▸ DOCUMENT TEXT:
┌──

Saturday, March 29, 2008

Mother Earth still Whispers




    My son carved eight Mother Earth Icons in yellow cedar which he and his wife set around their float home and employed as fertility symbols: cute, intimate, loving, longing, welcoming.  




     Soon, he and his wife were celebrating the long waited pregnancy.  He gave those icons to friends, one to me.
     Six week after their daughter was born, David climbed to repair a friend's roof-top solar collector, to charge another friends' boat battery.  The rope securing the 'permanent ladder' failed.  Surprise, strong, agile, safety conscious David fell three stories and hit his head on a big beach rock below.  He didn't die instantly, a friend on a beach walk found him and just held him.  His wife and a friend carried him by small boat to the nearest hospital.  They all knew he was gone though his strong body still lived.
     We will all fall, fall in some way or other and meet our end.  David fell while helping friends, friends were so important to him.  I believe helping friends is a good way to end, being with and for friends is a good way to live.  I and his friends miss him so much.  We all should be so fortunate to fall while helping friends!



     In my shock, grief, anger and depression following my sons loss and following the B.C. organ donation fiasco, I samples a variety of bereavement activities, including carving soapstone Mother Earth icons.  I employed one icon to mark his ashes which we scattered around an ancient cedar tree near his 'Floating House', along the Canadian B.C. coast.


     Soapstone is made of windblown dust from glaciers grinding rocks against mountain. Dust carried by  streams, to settle into beds of lake sediment, which time fuses into seams of soapstone, later broken into rocks by earth forces and road building.  People pick up these soft sedimentary rocks, carve them making more dust to blow in the wind who knows, maybe to return to sedimentary rock.



     Carving is a soothing and meditative activity. I carved many imperfect Mother Earth icons and found myself healing.  
     Now I see the milk engorged, ever pregnant, faceless Mother Earth is also an inspiration to adapt, to continue the purposes of nurturing life.

└──

▸ PROVIDED MATERIAL:
┌──

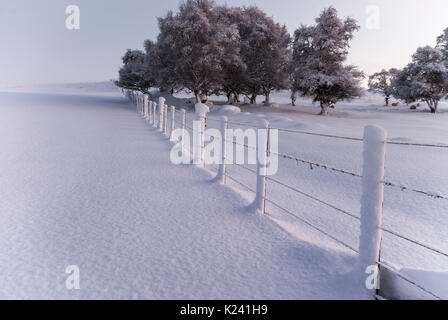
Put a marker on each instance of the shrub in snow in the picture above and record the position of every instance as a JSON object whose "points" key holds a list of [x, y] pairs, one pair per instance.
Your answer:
{"points": [[424, 79], [134, 75], [381, 82], [318, 57]]}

└──

▸ REQUIRED TASKS:
(a) Answer these questions from the blog post about the Mother Earth icons, one line each:
(i) What wood did the son carve his eight Mother Earth icons from?
(ii) What did David hit his head on when he fell?
(iii) Around what were David's ashes scattered?
(b) Write the next part of the blog post about the Mother Earth icons, starting after its final sentence.

▸ RESPONSES PER TASK:
(a)
(i) Yellow cedar.
(ii) A big beach rock.
(iii) An ancient cedar tree near his 'Floating House', along the Canadian B.C. coast.

(b)
     Big fat Mother Earth is too encumbered to attend to all her needs, she also needs care and nurture from partner, family and community. She is strong and giving but also fragile; one fall can send her back to dust.



     I found carving Mother Earth figures eroded some of my grief as I started to listen to her quiet messages about dust, ashes, life, friends, form, adaptation and nurture.
     Many imperfect, faceless pregnant women standing together become a potent spectacle for me. I placed my  sculptures in a semi-circle facing an incense holding soapstone rock. In dim light the spectacle suggests a stone gge campfire. A little candle burns quickly and then sets flame to the incense cone. The burning cone absorbs some candle wax and the flame goes high for a few minutes, then out, but continues to smoke. The soapstone base insulates against flame and heat.



     Perhaps the Mother Earth Icon from our Stone Age heritage is just an ancient fertility symbol from our prehistoric past that I simply used to meditate.  But my experience is she whispered to me about faceless ongoing, timeless, parent and social purposes.  



     A little like the Velveteen Rabbit, Mother Earth represents the beauty of the well used, worn, tested, loved and loving.  Mother Earth is timeless, wise, giving parent, Venus is the apprentice.
     Find a piece of soapstone, set it on a shelf to wait as as a potential healing activity.  Perhaps you will carve  something you can hear whisper.